WORK ITEM:
Pick each line that has "point" out of the records.
★ ★ ★ ★
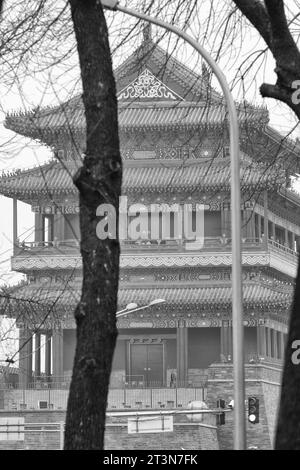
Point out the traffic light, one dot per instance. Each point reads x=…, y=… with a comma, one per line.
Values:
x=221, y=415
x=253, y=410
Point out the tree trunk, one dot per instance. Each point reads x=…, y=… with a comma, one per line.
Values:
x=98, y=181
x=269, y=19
★ ★ ★ ★
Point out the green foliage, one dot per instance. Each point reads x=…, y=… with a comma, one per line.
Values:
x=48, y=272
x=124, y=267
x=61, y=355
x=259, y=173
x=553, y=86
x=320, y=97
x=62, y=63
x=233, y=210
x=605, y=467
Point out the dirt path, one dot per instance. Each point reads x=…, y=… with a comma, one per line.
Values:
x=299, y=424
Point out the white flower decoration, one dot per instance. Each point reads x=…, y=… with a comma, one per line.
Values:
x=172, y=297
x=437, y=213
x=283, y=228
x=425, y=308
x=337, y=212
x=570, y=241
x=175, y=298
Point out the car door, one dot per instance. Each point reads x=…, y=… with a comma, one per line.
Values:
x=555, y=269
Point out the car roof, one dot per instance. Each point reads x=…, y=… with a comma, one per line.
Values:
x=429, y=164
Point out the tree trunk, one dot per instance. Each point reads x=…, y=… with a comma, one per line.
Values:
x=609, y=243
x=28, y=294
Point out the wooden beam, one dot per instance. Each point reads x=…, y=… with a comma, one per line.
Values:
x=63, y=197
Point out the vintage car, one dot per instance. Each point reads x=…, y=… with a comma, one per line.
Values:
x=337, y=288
★ ★ ★ ★
RESPONSE:
Point out the traffic light, one dot per instance. Each point reads x=…, y=… with a comma, one per line.
Point out the tree trunk, one dot per instance. Each point reads x=…, y=… with a comma, one per line.
Point out the green foliage, one dot per instance. Each point reads x=…, y=… with a comma, one per line.
Point out the dirt path, one dot per instance. Each point reads x=…, y=… with a comma, one per line.
Point out the white flower decoration, one dot per instance. Each point reads x=…, y=… with a comma, one per line.
Point out the car door, one dot per instance. Each point reads x=…, y=… with a comma, one per line.
Point out the car roof, one dot per instance. Each point reads x=…, y=… with a comma, one per line.
Point out the tree trunk, one dot per instance. Each point reads x=…, y=… with a comma, one per line.
Point out the wooden beam, one dot per instance. Each point reads x=…, y=… with a comma, one per line.
Point out the vintage car, one dot per instance. Each point reads x=…, y=… with a comma, one per line.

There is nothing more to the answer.